Convert all of the data below into a two-column CSV with the header input,output, one row per item, putting its text in input and its answer in output. Enclose each field in double quotes and replace line breaks with spaces.
========================================================================
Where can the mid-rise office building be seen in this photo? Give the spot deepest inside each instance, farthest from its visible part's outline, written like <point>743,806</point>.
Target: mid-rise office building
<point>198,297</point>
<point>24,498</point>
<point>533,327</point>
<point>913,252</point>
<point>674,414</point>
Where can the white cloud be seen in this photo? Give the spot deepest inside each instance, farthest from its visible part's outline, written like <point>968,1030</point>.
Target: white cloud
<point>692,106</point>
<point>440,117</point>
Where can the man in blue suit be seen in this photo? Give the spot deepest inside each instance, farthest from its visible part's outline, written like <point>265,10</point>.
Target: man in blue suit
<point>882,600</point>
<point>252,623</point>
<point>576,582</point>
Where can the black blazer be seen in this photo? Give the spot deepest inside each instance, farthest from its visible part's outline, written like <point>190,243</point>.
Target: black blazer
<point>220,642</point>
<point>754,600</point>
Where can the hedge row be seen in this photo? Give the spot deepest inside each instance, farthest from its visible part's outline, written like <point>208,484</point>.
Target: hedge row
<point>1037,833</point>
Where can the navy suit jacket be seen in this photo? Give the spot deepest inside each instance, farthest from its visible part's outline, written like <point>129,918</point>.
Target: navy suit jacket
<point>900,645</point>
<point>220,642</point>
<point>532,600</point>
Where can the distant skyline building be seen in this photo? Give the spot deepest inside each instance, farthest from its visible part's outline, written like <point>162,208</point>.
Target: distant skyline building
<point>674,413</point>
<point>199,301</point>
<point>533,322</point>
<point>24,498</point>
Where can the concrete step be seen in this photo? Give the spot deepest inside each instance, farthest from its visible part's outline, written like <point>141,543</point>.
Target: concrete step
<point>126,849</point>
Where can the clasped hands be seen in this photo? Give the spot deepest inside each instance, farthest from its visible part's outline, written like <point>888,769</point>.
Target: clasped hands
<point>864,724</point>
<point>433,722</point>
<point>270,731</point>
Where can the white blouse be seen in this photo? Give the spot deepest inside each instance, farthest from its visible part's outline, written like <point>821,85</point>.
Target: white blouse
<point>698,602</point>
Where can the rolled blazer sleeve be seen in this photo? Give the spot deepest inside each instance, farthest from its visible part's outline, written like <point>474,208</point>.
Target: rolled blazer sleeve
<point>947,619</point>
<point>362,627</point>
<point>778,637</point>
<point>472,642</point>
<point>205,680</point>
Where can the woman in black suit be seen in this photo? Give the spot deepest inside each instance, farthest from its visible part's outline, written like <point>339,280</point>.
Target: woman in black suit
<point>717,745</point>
========================================================================
Result of this task —
input,output
"Where can the mid-rise office building be seen in this photo? Give the spot deepest inside each instance, farthest from its visible part's outline, written like <point>743,806</point>. Target: mid-rise office building","<point>198,297</point> <point>24,498</point> <point>533,327</point> <point>913,252</point> <point>674,414</point>"
"Where can the white cloud be seen in this photo? Give the spot deepest inside each instance, farthest from its visible part's outline, written like <point>968,1030</point>. Target: white cloud","<point>692,106</point> <point>440,117</point>"
"Where can the man in blue suit be seen in this photo? Give the spot deepest inside each instance, farthest from its visible part's outline, written like <point>265,10</point>. Target: man in blue suit","<point>882,600</point> <point>252,623</point> <point>576,582</point>"
"Where can the black blazer be seen in this photo? Give the spot deepest inside each instance, farthest from its visible part's outline, written like <point>190,243</point>. Target: black blazer","<point>220,642</point> <point>754,600</point>"
"Where can the hedge row be seen in this photo? Give the spot deepest inside each instance, farthest from its visible part's outline, written like <point>208,484</point>. Target: hedge row","<point>1037,833</point>"
"Where can the navy suit jacket be seen in this photo? Give the spot deepest inside each instance, farthest from its visible part's outline, written like <point>129,918</point>. Target: navy suit jacket","<point>900,645</point> <point>220,642</point> <point>532,600</point>"
"Where can the distant skyline building be seen in this photo? Give the spot deepest inside each instance, farthest from its visible part's outline, written like <point>162,208</point>. Target: distant skyline building","<point>674,413</point> <point>199,301</point> <point>533,322</point> <point>24,498</point>"
"Where can the concrete step be seen in this photo? Give the spot deepest inside each instance, farthest from its visible part's outline, written like <point>141,543</point>. Target: concrete step","<point>126,849</point>"
"Where can the clasped hands be seen in this photo? Give the spot deepest inside each instance, farthest from its visible part's outline, written like <point>888,769</point>. Target: clasped hands","<point>864,724</point> <point>433,722</point> <point>270,731</point>"
"Where can the white blouse be seen in this photo? Give the spot deepest inside each instance, farthest from its visible part's outline, written like <point>821,85</point>. Target: white blouse","<point>698,602</point>"
"Where can the rolled blazer sleeve be seen in this photo? Give the spot deepest inside each instance, farthest from its visible part's outline, written like <point>474,208</point>. Target: rolled blazer sleeve","<point>947,619</point> <point>362,627</point> <point>778,637</point> <point>472,642</point> <point>205,680</point>"
"Where can the woman in black suit be seen in this photo? Give the spot deepest inside each instance, farthest from its visible part's outline, written like <point>339,280</point>. Target: woman in black suit","<point>717,745</point>"